- Extract to read
When you lose weight, where does the fat go? According to a study carried out by the University of New South Wales (UNSW), mass is actually breathed out as carbon dioxide.
Professor Andrew Brown, head of the UNSW School of Biotechnology and Biomolecular Sciences, said, “There is surprising ignorance and confusion about the metabolic process of weight loss.”
According to the study, the big misconception among personal trainers, dietitians and doctors is that ‘missing mass’ has been converted into energy or heat. More than 50% of the 150 doctors, dietitians and personal trainers surveyed were said to hold this belief.
In the paper, published in British Medical Journal, the authors show that losing 10kg of fat requires 29kg of oxygen to be inhaled and that this metabolic process produces 28kg of carbon dioxide and 11kg of water.
Lead author of the study Ruben Meerman explained, “I lost 15kg in 2013 and simply wanted to know where those kg were going.” With the opinion that this topic is “badly taught”, the professor was keen to straighten out the speculation, especially in light of the worldwide obesity crisis that doesn’t appear to be declining with any speed or momentum.
FitPro wished to find out more about the complexities of mass breathed out as carbon dioxide. Meerman said, “Both calorie restriction and exercise can tip the balance in your favour if the objective is weight loss. The ‘calories in/calories out’ mantra is still correct. If your body needs more calories than you supply in the diet, you will start to access calories you have stored as fat.”
He added, “To access the excess energy stored in body fat, the fat molecules must be liberated from their fat cells and ultimately broken down and converted to carbon dioxide and water. The atoms in those fat molecules don’t just turn into pure energy or heat and then cease to exist but that is what the majority of doctors, dietitians and personal trainers (fitness instructors) said they believed is what happens in our survey.”
Delving deeper into the science, the professor concluded, “The chemical formula for an average human fat molecule has been known for a long time and the precise numbers have been available since 1960. It is: C₅₅H₁₀₄O₆.

- Supplied material

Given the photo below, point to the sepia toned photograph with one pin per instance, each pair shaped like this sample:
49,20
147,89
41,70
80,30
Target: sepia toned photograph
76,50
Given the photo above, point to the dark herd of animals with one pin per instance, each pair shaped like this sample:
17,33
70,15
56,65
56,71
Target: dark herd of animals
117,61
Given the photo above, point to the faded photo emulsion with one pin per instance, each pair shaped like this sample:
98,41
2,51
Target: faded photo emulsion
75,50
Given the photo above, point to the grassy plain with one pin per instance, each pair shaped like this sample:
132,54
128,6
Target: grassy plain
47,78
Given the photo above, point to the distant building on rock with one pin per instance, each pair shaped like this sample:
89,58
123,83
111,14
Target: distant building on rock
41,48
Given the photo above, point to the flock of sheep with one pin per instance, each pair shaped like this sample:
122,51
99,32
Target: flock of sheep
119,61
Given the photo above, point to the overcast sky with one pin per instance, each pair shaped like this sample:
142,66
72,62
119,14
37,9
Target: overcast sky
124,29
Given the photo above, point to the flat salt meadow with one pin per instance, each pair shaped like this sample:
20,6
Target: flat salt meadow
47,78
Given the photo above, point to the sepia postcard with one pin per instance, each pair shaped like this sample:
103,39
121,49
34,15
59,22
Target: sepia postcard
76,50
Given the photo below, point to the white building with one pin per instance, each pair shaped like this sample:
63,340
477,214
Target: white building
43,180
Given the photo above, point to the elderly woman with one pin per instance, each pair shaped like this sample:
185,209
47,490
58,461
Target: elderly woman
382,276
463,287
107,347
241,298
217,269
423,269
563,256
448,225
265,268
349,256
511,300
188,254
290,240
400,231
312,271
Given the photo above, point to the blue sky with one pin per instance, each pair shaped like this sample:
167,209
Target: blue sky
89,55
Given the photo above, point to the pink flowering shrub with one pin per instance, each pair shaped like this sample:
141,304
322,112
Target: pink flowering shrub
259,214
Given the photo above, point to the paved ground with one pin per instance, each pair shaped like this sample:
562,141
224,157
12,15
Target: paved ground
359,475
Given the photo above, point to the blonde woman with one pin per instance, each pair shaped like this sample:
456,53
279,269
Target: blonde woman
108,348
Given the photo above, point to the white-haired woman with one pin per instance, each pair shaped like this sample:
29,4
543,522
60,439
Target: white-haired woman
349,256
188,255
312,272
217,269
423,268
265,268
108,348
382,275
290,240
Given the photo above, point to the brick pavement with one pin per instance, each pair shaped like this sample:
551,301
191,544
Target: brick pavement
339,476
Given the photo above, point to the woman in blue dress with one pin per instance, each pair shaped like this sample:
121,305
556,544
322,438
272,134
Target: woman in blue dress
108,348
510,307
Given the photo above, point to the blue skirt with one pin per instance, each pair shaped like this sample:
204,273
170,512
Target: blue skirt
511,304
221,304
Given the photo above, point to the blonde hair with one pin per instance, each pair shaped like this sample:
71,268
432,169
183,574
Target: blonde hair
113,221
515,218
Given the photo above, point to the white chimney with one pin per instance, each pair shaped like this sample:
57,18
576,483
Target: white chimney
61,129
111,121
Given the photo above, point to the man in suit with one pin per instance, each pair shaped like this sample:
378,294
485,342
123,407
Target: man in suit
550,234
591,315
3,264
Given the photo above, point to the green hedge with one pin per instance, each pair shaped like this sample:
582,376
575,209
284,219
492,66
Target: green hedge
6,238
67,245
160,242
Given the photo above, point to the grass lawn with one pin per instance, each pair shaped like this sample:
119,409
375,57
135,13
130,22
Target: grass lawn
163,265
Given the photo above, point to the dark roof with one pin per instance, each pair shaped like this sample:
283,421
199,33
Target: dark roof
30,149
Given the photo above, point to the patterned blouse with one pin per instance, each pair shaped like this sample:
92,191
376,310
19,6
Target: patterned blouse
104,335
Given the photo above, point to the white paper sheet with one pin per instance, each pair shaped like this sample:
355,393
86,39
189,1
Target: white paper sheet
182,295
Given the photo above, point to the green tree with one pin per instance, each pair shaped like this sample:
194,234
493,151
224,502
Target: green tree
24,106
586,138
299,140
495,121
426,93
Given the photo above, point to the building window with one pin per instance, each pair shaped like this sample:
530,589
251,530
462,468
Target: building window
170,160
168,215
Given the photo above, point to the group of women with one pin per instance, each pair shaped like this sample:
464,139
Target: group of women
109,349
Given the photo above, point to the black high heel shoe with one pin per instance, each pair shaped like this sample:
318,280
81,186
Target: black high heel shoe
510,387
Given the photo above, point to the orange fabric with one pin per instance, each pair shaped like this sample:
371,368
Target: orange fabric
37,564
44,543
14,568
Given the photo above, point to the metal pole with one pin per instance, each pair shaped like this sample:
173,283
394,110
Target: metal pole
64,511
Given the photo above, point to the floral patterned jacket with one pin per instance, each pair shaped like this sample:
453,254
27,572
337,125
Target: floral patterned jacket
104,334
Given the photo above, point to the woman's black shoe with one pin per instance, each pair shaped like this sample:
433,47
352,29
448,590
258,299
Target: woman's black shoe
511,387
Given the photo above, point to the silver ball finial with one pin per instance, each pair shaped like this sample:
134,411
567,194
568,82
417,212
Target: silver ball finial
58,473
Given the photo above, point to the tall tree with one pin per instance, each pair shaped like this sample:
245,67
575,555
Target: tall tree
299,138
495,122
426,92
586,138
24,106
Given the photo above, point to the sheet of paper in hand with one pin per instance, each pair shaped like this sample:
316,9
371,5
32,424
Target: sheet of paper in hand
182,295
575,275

- To do
- a) Reproduce the stretch of the weight-loss article from "In the paper, published" through "speed or momentum.".
- b) According to the weight-loss article, how much oxygen must be inhaled to lose 10kg of fat?
- c) Which professional groups were surveyed in the study described in the weight-loss article?
The material is separate from the weight-loss article.

- Results
- a)
In the paper, published in British Medical Journal, the authors show that losing 10kg of fat requires 29kg of oxygen to be inhaled and that this metabolic process produces 28kg of carbon dioxide and 11kg of water.
Lead author of the study Ruben Meerman explained, “I lost 15kg in 2013 and simply wanted to know where those kg were going.” With the opinion that this topic is “badly taught”, the professor was keen to straighten out the speculation, especially in light of the worldwide obesity crisis that doesn’t appear to be declining with any speed or momentum.

- b) 29kg

- c) Doctors, dietitians, personal trainers